• Source passage:

- - - - -

Then we spent a few more days there with first a trip to New York City's great Metropolitan Museum of Art. We walked some 60 odd blocks from the train station to the Art Museum both ways. On the way we stumbled upon St. Stephen's Church, an ethnic Hungarian parish. Jaga decided to just stay at Maryknoll and pray and rest. The next day we all took a trip to the United States Military Academy at West Point whose graduates give their careers and often their lives to defend our country. Then on Wednesday, we had the additional privilege of attending the Centennial Mass of the Maryknoll order on June 29.
A big bonus was spending time with my old friend, Sister Maria Colabella. She was an angel to us at Maryknoll. Maria served with me in the early 1970s as a nurse at the Universidad Catolica de Santa Maria in Arequipa, Peru (see http://en.wikipedia.org/wiki/Catholic_University_of_Santa_Mar%C3%ADa or very complete in Spanish, http://www.ucsm.edu.pe/), after being a volunteer in Africa. Despite open heart surgery, she kept very active in the apostolate and joined the Maryknoll sisters. That woman is unsinkable. She still does nursing and social work in a near-by poor area of New Rochelle not far from Maryknoll.

- - - - -

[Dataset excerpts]
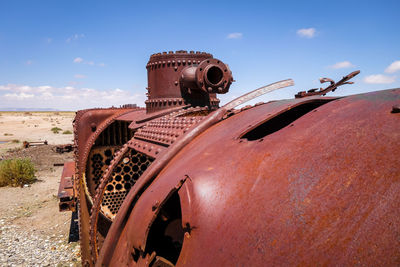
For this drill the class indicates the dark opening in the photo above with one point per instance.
(214, 75)
(282, 120)
(166, 233)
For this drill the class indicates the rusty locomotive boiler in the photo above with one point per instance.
(303, 181)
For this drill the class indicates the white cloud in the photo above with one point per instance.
(65, 98)
(306, 33)
(235, 35)
(75, 37)
(90, 63)
(395, 66)
(379, 79)
(78, 60)
(342, 65)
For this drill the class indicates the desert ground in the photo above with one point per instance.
(32, 230)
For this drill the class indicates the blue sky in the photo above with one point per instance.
(82, 54)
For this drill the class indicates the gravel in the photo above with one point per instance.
(19, 247)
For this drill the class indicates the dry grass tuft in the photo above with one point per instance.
(16, 172)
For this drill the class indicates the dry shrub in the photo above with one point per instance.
(16, 172)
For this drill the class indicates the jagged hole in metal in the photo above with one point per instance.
(282, 120)
(123, 177)
(166, 234)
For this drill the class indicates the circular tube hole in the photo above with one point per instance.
(214, 75)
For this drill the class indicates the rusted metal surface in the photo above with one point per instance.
(66, 190)
(176, 79)
(332, 87)
(322, 190)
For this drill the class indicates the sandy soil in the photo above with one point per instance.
(36, 126)
(34, 209)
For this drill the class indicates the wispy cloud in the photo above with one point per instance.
(79, 76)
(67, 98)
(342, 65)
(395, 66)
(75, 37)
(306, 32)
(379, 79)
(235, 35)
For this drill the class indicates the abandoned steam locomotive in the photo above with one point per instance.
(307, 180)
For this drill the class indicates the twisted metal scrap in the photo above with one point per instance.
(153, 170)
(332, 87)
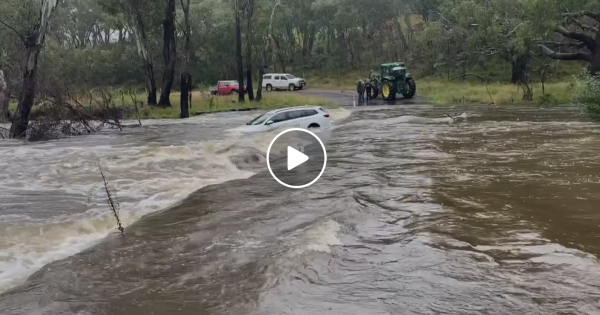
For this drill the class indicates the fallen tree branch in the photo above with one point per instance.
(482, 79)
(112, 201)
(587, 40)
(14, 30)
(589, 14)
(565, 56)
(582, 25)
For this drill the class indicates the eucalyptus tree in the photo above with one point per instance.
(29, 21)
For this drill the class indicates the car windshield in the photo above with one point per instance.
(258, 120)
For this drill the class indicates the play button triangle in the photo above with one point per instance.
(295, 158)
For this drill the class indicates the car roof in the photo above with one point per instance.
(393, 64)
(277, 111)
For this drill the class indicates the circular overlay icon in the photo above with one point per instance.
(296, 158)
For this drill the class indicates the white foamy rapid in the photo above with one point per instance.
(52, 202)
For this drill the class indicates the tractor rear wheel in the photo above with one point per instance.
(388, 91)
(410, 89)
(374, 90)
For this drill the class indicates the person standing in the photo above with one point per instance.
(368, 89)
(360, 89)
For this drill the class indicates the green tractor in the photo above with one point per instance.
(393, 79)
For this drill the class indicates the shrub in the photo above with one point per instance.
(587, 94)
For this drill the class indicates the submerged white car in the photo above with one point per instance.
(306, 117)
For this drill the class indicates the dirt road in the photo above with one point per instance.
(346, 97)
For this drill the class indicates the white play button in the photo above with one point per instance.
(293, 148)
(295, 158)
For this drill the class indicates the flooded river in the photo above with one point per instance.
(494, 211)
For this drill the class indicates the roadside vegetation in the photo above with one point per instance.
(459, 51)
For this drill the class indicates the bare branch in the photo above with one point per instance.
(589, 14)
(561, 44)
(14, 30)
(566, 56)
(582, 25)
(588, 41)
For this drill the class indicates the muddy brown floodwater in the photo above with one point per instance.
(495, 211)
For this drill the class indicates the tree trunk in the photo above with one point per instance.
(4, 98)
(27, 96)
(595, 64)
(238, 52)
(261, 73)
(249, 14)
(185, 99)
(519, 67)
(33, 42)
(169, 53)
(139, 33)
(150, 82)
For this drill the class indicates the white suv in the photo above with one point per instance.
(306, 117)
(282, 81)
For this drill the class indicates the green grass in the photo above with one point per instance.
(458, 92)
(442, 91)
(212, 104)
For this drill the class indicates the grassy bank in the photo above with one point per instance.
(202, 103)
(458, 92)
(442, 91)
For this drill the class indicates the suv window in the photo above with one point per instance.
(295, 114)
(279, 118)
(309, 112)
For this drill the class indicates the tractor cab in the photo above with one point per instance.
(394, 69)
(393, 79)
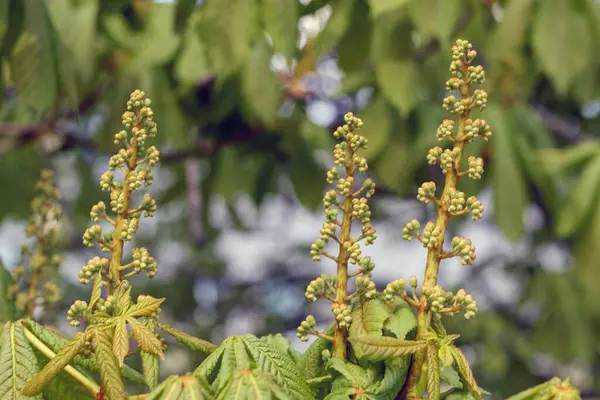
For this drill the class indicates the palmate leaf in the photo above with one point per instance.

- - - - -

• Activity 1:
According to the travel account, why is Sister Maria Colabella called "unsinkable"? Answer in one to three sentences.
• Activity 2:
Reproduce word for word the part of the travel account from "A big bonus" down to "far from Maryknoll.".
• Activity 3:
For each statement, decide whether the travel account agrees, and support each yes or no with the deciding words from the text, quoted exactly. (a) The group walked from the train station to the Metropolitan Museum of Art. (b) St. Stephen's Church is an ethnic Polish parish. (c) The Centennial Mass of the Maryknoll order took place on a Friday.
These entries come from a source separate from the travel account.

• Answer section 1:
Despite open heart surgery, she stayed very active in the apostolate and joined the Maryknoll sisters. She still does nursing and social work in a poor area of New Rochelle near Maryknoll.

• Answer section 2:
A big bonus was spending time with my old friend, Sister Maria Colabella. She was an angel to us at Maryknoll. Maria served with me in the early 1970s as a nurse at the Universidad Catolica de Santa Maria in Arequipa, Peru (see http://en.wikipedia.org/wiki/Catholic_University_of_Santa_Mar%C3%ADa or very complete in Spanish, http://www.ucsm.edu.pe/), after being a volunteer in Africa. Despite open heart surgery, she kept very active in the apostolate and joined the Maryknoll sisters. That woman is unsinkable. She still does nursing and social work in a near-by poor area of New Rochelle not far from Maryknoll.

• Answer section 3:
(a) Yes: "We walked some 60 odd blocks from the train station to the Art Museum both ways."
(b) No: "On the way we stumbled upon St. Stephen's Church, an ethnic Hungarian parish."
(c) No: "Then on Wednesday, we had the additional privilege of attending the Centennial Mass of the Maryknoll order on June 29."